7 thoughts on “Scientific computing in Python”
I think Python caught on because it is (a) easily extensible with C (and FORTRAN!) and (b) Python is easy to read.
Tcl was the extension language of choice a while back. At the time, Tcl didn’t have the loadable library capabilities like Python did. Why wasn’t NumPy instead NumTcl? Would be an interesting question to ask Mr. Oliphant.
Perl is a beautiful language but can be hard to read. Python is not as elegant but has a much more shallow learning curve and is much easier to read.
Was there popular scripting language at the time Numerical Python was started? Ruby?
I believe I have read your rationale for using Python “I’d rather do mathematics in a general programming language than do general programming in a mathematical language” before. As a statement of preference order [(generality, math ability) > (math ability, generality)], there’s not much to debate. However, I have faced the same dilemma before (when choosing between R and Python, mostly), and have come to the opposite conclusion. My reasoning is that, in choosing a language, I look at my most binding constraint and the benefit resulting from relaxing it (i.e., its shadow price). The binding constraint for R may be generality, or flexibility of the language, with more general-purpose packages. How much would I benefit from a more flexible language? Not much at all, since I usually deploy packages to a few users, or Shiny apps for the same user base, and R is just fine for this. If anything, R’s speed is more of an issue. For Python, the binding constraint is the lack of very specialized and well-tested libraries, and the lower integration of data-friendly constructs in the language How much are they binding? In some (many) cases, a lot, since statistical analysis takes most of my time, and developing libraries would be very time-consuming. Still in some case I prefer Python because of the speed afforded by Numba and Pypy. But if speed and language generality were my main concerns, I would be coding neither in R nor in Python. This suggests that there’s an interplay between language versatility and its specific strength, and that your dichotomy doesn’t quite capture it.
So I am not so sold on the “generality” argument. But maybe it’s because I am not being general enough.

* * * * *

> **WORK INSTRUCTIONS**:
1 – In the comments on scientific computing in Python, which language is described as the extension language of choice a while back?
2 – From the comments on scientific computing in Python, set down the passage that opens with the words containing "Tcl was the" and closes with "easier to read.".
The rows that follow do not need to be consulted.

> **DATASET CONTENT**:
* * * * *

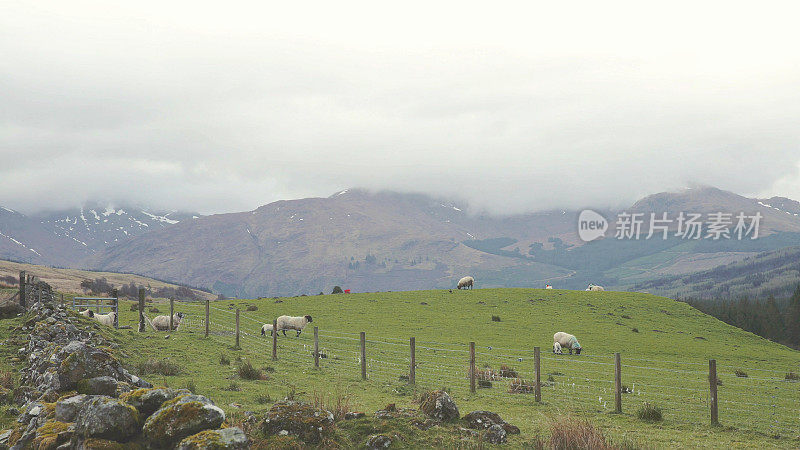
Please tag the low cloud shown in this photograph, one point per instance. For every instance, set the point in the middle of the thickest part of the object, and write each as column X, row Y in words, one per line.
column 511, row 109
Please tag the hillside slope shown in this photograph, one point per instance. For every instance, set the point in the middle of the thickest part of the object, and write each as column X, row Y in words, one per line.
column 390, row 241
column 69, row 280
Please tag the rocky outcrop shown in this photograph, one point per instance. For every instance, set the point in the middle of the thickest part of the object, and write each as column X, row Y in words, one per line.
column 76, row 394
column 299, row 419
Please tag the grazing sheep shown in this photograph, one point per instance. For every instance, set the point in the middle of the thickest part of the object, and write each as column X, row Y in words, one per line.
column 105, row 319
column 293, row 323
column 565, row 340
column 466, row 282
column 161, row 323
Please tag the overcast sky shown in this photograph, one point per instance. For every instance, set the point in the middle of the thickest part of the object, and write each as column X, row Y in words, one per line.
column 511, row 106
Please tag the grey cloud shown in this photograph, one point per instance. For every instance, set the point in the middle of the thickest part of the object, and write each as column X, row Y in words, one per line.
column 181, row 110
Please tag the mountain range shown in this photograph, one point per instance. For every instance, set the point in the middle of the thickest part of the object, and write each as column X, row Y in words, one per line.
column 367, row 241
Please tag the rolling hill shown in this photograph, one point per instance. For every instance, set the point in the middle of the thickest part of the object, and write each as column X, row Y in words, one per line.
column 391, row 241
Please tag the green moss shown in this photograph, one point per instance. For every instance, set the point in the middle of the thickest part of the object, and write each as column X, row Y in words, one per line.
column 161, row 426
column 208, row 439
column 47, row 435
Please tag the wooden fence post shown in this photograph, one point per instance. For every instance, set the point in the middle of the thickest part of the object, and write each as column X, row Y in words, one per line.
column 363, row 355
column 537, row 369
column 472, row 367
column 208, row 316
column 617, row 384
column 114, row 295
column 22, row 299
column 275, row 340
column 141, row 310
column 316, row 347
column 412, row 370
column 712, row 380
column 237, row 329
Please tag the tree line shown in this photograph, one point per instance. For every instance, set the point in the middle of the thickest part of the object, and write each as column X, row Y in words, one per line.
column 775, row 319
column 101, row 286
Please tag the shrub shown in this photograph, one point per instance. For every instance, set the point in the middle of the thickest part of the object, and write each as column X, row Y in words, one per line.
column 520, row 386
column 7, row 379
column 246, row 371
column 508, row 372
column 164, row 367
column 233, row 387
column 338, row 404
column 191, row 386
column 649, row 413
column 578, row 434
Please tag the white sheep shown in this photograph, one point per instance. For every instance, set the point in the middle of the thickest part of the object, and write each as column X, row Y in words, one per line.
column 161, row 323
column 105, row 319
column 466, row 282
column 292, row 323
column 565, row 340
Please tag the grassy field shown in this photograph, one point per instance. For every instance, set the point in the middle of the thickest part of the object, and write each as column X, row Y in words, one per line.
column 665, row 360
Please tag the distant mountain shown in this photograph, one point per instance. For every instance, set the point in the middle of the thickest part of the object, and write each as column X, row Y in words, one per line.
column 67, row 237
column 393, row 241
column 96, row 227
column 775, row 273
column 25, row 239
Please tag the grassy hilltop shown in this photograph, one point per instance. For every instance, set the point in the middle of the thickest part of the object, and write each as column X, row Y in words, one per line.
column 665, row 347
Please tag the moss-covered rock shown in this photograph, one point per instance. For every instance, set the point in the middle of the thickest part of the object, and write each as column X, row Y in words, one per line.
column 148, row 400
column 299, row 419
column 52, row 434
column 225, row 438
column 181, row 417
column 107, row 418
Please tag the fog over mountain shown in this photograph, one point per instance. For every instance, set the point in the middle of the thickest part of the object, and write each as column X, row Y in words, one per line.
column 521, row 108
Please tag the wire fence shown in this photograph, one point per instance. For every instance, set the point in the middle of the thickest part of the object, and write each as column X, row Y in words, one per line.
column 749, row 398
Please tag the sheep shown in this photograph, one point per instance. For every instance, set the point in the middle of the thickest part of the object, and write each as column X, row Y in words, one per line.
column 293, row 323
column 565, row 340
column 466, row 282
column 161, row 323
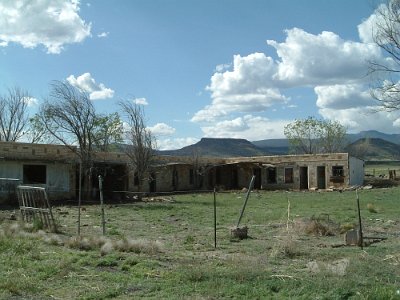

* * * * *

> **OUTPUTS IN ORDER**:
1 – Tcl

2 –
Tcl was the extension language of choice a while back. At the time, Tcl didn’t have the loadable library capabilities like Python did. Why wasn’t NumPy instead NumTcl? Would be an interesting question to ask Mr. Oliphant.
Perl is a beautiful language but can be hard to read. Python is not as elegant but has a much more shallow learning curve and is much easier to read.